SOURCE PASSAGE:

You are in a transitional phase, possibly moving to a pitching role.  Explain your feelings about this.

At first, I was feeling very hard on myself about accepting this challenge. I had decided not to pitch in college, but when my coach asked me if I would be interested in trying it during the fall, I felt it was my role as part of the team to step up and accept the challenge. It has been a lot of hard work, but already I have seen improvement, and I plan on continuing to work hard in practice, learn even more pitches and constantly correct my technique. At first it was hard for me. I felt at a disadvantage and felt behind. I hadn’t pitched for almost 2 years and I started getting down on myself. I’ve kept working hard through practice though, and in our first scrimmage against Wheaton College I pitched 2 innings and never felt better. I have worked hard and I got to witness my hard work pay off. And I know I need to continue working just as hard to be successful for my team, if and, when there are any times I may need to come in and relieve a starter.

How competitive is it to become a softball player in college? What are the challenges?

It’s competitive, but it’s very doable. It is hard work, but you feel great after. While doing workouts for softball, pushing myself to be better for me and the team is a great feeling. Also, seeing results of becoming a stronger player has been rewarding.  There can be some challenges with time management and school. It is a busy schedule and time consuming.  As long as one keeps their priorities straight and keeps up with school work, the load isn’t very bad. School work comes first to softball and the coaches completely understand that.  They work with you to help you achieve your best in school and on the field. Also, it is a challenge because there is a big balancing act with school work, softball, family and social life. But when you find your balance with everything, it makes being a college athlete much easier.

Your “regular” season starts when you return to Boston.  How difficult is it to play in the adverse (cold) conditions?

It’s definitely a transition. I’ve never had to practice outside for softball in February until I played in college. It isn’t very difficult to adjust. Just being prepared for the weather and knowing that it is out of your control makes it something that you can’t complain about and that you can’t let affect how you play. If the conditions are bad, it helps knowing that you’re not the only one who can’t feel their hands.  The whole team and the coaches are cold, too.  Being outside is so much better than being in a gymnasium.

So, entering your sophomore year as a softball player, what other thoughts do you have about playing at the college level?

TASK BRIEF: Can you rewrite the paragraph of the softball interview that begins "It’s competitive, but it’s very doable" as a short bulleted list that keeps its main facts? The data after the softball interview is separate material.

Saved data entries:
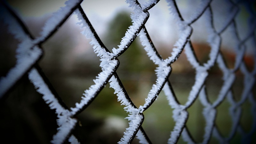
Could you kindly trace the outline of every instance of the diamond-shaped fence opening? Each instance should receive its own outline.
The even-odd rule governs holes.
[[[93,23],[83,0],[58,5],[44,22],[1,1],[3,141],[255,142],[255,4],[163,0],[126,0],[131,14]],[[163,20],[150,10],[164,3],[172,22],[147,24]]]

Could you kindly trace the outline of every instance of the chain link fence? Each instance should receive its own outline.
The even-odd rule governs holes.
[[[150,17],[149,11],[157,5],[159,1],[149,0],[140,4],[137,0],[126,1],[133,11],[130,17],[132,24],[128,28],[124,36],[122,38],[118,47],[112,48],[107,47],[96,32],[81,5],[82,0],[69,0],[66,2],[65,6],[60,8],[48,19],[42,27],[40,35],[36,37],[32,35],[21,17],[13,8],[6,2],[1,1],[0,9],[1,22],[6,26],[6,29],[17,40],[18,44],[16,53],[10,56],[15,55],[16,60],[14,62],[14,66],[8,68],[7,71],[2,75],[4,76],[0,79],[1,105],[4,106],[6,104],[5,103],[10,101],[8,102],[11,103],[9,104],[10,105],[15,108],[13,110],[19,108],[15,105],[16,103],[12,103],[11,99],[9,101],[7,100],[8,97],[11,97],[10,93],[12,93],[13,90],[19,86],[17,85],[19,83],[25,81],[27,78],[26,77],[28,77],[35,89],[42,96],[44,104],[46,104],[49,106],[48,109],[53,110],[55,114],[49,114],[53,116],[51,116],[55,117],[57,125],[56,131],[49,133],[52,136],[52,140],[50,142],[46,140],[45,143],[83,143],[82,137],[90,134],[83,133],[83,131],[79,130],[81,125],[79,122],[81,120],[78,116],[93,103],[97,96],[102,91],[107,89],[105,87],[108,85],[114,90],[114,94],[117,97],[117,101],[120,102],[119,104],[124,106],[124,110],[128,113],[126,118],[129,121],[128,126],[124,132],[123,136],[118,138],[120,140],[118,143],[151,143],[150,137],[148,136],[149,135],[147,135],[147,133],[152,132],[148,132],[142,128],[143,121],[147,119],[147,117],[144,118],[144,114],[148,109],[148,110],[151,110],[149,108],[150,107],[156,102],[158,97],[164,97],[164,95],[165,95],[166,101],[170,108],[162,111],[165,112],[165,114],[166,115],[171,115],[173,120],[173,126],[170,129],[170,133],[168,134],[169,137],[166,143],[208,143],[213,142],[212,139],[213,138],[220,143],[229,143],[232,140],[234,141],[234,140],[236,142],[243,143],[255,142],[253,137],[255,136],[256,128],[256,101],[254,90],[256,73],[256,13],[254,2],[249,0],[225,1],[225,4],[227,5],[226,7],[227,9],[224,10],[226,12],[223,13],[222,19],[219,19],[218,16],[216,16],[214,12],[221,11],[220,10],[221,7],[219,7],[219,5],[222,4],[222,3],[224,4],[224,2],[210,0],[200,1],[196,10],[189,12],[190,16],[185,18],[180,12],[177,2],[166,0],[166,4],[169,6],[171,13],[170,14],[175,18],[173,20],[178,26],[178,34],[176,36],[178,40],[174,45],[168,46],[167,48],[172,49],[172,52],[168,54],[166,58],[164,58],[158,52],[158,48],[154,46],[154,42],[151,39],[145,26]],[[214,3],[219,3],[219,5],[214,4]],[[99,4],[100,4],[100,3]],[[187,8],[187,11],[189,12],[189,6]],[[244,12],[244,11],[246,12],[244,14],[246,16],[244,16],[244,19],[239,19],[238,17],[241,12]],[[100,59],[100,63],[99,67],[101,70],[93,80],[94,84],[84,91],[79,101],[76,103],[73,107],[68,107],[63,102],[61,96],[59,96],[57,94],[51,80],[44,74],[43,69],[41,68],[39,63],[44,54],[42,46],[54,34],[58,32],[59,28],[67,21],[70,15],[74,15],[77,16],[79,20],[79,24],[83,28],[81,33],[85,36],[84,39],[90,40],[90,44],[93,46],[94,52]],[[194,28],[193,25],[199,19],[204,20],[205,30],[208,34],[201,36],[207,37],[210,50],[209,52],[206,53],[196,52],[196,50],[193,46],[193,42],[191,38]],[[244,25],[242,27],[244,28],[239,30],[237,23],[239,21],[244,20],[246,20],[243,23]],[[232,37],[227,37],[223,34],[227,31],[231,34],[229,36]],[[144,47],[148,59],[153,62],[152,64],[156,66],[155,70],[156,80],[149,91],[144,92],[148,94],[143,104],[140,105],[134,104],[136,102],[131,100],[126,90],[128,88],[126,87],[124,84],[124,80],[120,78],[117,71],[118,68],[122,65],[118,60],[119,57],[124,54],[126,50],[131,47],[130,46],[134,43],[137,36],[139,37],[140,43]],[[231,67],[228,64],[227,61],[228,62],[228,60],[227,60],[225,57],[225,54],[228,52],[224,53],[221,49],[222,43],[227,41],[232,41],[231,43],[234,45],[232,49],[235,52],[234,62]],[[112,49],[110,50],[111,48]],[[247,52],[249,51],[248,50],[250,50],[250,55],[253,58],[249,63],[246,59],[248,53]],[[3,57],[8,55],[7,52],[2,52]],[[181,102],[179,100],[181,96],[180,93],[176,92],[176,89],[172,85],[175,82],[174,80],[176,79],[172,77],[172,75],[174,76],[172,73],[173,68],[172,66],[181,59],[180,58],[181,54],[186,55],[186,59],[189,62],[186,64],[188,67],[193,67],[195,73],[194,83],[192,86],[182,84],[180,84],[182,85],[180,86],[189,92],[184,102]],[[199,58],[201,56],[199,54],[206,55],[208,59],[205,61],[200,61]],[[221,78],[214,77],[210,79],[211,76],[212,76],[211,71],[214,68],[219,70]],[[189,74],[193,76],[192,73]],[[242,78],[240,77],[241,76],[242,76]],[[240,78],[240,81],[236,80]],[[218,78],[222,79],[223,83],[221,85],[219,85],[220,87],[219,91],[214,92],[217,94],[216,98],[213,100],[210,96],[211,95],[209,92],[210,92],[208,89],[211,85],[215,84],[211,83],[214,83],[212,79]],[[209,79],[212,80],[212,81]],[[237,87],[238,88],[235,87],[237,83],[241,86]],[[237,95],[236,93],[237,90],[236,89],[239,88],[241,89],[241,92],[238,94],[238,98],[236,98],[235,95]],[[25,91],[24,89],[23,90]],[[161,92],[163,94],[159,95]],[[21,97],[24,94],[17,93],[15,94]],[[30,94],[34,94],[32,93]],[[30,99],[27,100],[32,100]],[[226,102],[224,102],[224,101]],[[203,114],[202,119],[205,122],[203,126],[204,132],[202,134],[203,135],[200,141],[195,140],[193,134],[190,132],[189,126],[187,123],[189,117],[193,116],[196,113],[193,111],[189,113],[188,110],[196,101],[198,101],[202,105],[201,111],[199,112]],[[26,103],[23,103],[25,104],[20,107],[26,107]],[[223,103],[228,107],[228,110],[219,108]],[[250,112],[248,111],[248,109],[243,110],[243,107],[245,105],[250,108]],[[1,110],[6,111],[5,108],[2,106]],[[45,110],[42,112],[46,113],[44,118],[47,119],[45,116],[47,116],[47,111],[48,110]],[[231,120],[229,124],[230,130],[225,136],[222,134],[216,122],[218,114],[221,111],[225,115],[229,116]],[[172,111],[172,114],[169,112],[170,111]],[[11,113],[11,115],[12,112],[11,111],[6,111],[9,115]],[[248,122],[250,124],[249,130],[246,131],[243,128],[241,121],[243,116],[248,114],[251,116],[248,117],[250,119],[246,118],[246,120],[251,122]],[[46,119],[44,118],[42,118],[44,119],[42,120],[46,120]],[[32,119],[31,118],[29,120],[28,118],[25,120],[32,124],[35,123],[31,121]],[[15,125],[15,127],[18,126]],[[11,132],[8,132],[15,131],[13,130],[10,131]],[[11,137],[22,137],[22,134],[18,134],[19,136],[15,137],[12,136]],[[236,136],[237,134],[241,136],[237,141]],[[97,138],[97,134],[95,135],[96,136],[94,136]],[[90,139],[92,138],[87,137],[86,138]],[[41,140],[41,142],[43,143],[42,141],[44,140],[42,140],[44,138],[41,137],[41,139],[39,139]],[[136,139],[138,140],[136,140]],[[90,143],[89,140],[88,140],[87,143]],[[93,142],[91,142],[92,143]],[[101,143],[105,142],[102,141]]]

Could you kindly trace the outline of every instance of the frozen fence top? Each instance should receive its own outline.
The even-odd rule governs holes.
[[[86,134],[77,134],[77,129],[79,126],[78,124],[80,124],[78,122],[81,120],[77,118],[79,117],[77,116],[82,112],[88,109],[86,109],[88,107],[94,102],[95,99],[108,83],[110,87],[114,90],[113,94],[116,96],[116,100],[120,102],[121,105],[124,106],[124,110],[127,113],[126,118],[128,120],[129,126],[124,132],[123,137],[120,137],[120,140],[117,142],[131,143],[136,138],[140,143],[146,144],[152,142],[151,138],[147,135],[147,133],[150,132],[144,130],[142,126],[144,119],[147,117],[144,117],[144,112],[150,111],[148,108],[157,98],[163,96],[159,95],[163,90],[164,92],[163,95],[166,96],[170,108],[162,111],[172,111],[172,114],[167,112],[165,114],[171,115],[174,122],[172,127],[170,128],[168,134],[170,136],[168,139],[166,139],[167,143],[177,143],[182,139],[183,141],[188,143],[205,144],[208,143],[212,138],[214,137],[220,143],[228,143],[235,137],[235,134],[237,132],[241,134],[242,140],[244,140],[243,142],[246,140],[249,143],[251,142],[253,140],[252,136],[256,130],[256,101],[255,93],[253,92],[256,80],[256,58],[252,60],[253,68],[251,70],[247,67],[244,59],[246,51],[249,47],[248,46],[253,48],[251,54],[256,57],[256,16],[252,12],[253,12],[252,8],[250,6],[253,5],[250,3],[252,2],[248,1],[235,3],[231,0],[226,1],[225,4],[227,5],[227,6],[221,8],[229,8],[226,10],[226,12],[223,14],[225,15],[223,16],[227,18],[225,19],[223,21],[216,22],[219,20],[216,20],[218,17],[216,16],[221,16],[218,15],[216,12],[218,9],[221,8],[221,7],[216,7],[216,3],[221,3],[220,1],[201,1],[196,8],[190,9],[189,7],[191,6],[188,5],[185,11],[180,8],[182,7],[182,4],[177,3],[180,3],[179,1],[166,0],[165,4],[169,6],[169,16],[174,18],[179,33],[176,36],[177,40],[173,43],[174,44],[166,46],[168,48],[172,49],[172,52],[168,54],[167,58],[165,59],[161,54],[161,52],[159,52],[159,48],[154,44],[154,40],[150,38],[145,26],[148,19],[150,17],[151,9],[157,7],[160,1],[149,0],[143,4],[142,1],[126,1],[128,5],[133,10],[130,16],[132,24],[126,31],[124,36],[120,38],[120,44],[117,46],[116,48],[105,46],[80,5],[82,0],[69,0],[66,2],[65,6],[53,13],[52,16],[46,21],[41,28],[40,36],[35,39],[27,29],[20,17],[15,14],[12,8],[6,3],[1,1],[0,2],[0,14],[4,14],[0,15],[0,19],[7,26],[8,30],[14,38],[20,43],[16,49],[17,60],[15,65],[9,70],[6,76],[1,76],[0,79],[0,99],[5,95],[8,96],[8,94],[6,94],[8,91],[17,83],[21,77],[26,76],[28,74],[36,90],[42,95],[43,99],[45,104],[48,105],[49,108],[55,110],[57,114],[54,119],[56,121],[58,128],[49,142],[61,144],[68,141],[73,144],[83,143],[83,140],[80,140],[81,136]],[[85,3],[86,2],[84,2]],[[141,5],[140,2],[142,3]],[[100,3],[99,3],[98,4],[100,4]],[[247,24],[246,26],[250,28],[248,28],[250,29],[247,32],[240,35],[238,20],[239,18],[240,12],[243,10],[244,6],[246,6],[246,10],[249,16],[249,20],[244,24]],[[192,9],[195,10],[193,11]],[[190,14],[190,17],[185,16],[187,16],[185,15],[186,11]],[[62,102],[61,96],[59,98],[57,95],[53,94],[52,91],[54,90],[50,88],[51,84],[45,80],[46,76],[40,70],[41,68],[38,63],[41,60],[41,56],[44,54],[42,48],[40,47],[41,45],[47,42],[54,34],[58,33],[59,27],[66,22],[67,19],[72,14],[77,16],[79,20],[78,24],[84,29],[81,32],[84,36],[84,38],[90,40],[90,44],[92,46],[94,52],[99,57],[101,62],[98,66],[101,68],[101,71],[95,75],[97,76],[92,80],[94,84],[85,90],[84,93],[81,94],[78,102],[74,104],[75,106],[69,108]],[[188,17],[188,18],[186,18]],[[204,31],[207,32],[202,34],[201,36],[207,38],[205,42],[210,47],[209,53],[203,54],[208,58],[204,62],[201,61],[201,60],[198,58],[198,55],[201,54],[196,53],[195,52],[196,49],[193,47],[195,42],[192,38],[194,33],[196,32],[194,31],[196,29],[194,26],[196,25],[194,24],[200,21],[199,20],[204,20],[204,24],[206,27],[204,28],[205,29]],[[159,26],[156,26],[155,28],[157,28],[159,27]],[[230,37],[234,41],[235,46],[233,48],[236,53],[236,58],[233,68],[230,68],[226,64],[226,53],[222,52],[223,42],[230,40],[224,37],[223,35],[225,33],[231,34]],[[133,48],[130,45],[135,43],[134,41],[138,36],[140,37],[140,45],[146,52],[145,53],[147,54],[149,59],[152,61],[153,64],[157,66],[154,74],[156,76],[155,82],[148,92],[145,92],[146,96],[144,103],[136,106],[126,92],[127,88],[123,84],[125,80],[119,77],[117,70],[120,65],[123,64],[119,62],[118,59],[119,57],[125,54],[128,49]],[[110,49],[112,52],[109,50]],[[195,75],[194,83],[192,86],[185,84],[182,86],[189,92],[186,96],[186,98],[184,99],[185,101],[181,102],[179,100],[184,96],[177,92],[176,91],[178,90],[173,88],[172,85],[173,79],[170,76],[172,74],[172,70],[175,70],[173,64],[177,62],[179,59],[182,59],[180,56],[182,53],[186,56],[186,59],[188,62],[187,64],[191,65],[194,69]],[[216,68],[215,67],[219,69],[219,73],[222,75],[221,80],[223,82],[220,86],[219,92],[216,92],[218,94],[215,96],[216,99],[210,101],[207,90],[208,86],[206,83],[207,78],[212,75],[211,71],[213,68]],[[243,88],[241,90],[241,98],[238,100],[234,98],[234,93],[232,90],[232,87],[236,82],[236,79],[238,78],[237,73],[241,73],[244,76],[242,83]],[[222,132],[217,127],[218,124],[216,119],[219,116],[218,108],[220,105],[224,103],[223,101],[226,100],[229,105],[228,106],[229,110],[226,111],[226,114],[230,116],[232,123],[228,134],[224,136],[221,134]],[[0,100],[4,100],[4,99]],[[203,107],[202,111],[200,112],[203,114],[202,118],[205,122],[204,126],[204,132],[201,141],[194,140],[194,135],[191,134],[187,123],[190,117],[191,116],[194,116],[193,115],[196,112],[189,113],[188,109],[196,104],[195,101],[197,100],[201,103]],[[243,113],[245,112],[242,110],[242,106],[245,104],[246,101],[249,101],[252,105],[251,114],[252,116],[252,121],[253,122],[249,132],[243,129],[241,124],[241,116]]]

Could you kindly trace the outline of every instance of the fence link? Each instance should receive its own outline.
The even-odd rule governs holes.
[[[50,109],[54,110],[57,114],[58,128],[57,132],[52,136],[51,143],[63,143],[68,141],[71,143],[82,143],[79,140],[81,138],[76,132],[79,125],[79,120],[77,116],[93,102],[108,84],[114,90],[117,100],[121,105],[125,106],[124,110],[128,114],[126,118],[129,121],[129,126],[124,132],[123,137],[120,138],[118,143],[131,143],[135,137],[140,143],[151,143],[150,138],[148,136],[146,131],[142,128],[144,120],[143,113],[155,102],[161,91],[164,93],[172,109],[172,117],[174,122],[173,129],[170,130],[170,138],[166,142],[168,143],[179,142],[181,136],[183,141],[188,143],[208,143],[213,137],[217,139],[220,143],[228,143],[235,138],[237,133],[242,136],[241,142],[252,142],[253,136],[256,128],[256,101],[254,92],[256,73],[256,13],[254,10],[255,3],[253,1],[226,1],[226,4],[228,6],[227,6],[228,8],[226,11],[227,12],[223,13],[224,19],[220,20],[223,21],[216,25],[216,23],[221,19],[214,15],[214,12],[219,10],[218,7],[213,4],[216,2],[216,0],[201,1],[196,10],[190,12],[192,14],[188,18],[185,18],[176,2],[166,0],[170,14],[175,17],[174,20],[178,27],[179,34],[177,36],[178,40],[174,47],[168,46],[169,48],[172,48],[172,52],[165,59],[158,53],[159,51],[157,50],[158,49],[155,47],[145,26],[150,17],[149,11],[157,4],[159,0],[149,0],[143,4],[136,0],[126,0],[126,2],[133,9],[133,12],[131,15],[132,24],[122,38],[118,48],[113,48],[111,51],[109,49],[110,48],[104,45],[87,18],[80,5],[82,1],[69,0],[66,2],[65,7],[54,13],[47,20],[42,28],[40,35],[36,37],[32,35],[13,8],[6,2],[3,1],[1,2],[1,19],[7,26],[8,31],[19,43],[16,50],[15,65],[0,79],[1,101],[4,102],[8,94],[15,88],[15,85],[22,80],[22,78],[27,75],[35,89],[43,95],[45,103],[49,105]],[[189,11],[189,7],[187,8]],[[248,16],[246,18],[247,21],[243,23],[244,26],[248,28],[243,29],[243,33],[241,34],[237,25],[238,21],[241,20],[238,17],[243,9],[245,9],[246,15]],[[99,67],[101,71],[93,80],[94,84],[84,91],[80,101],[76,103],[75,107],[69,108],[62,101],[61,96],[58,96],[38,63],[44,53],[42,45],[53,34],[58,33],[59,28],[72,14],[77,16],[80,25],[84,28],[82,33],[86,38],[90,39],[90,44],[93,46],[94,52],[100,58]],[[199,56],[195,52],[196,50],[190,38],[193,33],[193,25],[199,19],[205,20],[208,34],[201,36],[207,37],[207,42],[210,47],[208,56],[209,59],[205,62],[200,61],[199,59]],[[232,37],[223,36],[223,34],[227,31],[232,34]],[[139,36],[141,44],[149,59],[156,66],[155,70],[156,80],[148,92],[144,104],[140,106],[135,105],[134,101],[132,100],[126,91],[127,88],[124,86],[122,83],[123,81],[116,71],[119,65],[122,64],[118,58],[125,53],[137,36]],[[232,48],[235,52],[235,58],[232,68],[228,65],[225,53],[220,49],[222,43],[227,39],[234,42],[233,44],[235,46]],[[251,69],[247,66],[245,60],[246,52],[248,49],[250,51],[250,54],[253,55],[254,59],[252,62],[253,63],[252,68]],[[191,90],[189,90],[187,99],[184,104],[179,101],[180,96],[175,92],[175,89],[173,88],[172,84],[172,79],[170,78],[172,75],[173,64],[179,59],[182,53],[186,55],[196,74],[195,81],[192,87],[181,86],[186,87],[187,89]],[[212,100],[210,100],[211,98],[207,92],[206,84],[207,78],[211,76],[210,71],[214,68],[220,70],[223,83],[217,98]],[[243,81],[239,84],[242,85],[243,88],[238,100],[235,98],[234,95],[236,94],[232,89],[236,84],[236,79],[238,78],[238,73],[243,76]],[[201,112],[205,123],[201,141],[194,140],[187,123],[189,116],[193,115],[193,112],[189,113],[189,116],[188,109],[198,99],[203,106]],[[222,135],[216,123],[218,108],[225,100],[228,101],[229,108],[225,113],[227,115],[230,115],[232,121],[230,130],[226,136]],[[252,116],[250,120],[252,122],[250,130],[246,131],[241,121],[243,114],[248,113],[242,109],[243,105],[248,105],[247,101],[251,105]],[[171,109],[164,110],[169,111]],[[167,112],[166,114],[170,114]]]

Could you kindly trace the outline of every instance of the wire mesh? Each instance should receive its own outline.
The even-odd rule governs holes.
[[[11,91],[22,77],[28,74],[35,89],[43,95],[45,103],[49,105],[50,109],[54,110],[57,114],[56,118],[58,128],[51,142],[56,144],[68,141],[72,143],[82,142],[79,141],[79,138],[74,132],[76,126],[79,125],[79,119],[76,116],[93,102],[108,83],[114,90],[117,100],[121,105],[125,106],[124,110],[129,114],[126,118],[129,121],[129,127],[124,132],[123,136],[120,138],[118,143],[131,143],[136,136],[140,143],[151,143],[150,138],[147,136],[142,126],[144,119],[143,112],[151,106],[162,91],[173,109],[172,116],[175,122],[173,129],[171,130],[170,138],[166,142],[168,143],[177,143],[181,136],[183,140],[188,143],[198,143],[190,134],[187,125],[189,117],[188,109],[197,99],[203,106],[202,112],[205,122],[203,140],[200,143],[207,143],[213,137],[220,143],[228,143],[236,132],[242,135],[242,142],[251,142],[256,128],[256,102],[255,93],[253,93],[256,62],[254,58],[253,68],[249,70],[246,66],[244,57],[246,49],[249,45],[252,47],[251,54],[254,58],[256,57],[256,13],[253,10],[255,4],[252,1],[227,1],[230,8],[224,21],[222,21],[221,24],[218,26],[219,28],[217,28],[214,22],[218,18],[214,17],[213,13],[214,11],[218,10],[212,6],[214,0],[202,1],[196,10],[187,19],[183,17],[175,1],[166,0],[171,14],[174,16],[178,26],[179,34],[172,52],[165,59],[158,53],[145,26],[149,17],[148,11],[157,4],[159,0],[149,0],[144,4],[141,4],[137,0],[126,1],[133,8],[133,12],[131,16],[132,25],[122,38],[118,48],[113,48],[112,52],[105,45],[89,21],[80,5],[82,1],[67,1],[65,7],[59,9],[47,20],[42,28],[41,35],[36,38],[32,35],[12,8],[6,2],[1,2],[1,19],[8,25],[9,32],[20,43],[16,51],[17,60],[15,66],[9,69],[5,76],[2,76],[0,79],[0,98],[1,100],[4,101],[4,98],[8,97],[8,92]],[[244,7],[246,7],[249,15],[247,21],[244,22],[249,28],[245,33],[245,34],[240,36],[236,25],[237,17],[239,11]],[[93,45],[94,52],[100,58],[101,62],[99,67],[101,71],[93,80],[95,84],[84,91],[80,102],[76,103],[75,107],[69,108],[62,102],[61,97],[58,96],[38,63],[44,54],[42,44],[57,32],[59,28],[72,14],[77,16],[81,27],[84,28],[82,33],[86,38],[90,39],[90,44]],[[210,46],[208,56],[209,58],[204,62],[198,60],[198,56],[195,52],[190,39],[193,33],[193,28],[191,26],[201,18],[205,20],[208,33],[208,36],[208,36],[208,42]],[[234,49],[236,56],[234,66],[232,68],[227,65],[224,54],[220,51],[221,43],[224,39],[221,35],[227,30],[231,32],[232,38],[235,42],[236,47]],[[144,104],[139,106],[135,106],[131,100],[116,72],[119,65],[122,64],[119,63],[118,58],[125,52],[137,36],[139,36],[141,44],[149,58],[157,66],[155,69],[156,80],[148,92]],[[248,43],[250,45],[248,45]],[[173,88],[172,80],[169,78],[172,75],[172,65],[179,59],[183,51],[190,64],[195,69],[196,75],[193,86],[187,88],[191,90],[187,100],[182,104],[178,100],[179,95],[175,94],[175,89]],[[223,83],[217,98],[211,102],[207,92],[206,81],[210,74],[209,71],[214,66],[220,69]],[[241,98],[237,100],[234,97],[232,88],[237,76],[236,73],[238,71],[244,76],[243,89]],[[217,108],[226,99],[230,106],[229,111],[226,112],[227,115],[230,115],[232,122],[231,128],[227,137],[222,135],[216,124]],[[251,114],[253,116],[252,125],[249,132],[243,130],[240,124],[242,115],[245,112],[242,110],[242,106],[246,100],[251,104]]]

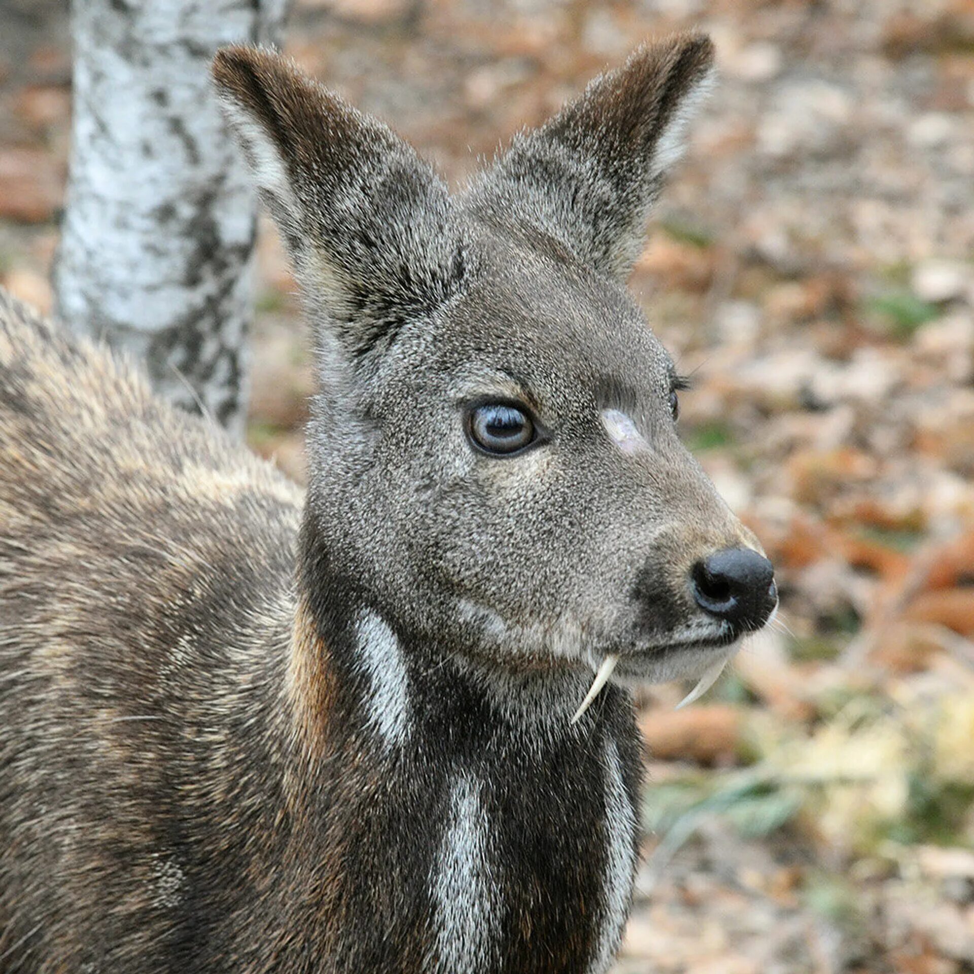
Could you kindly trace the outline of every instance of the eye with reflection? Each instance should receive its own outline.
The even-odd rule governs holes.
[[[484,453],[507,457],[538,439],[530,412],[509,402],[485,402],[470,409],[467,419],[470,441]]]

SOLUTION TO THE PROBLEM:
- Playing college softball is competitive but very doable.
- The work is hard but rewarding. Pushing yourself in workouts for yourself and the team feels great, and seeing yourself become a stronger player pays off.
- One challenge is managing time around a busy, time-consuming schedule.
- Keeping priorities straight and keeping up with school work makes the load manageable.
- School work comes before softball. The coaches understand this and help players do their best in school and on the field.
- Balancing school work, softball, family and social life is hard, but finding that balance makes being a college athlete much easier.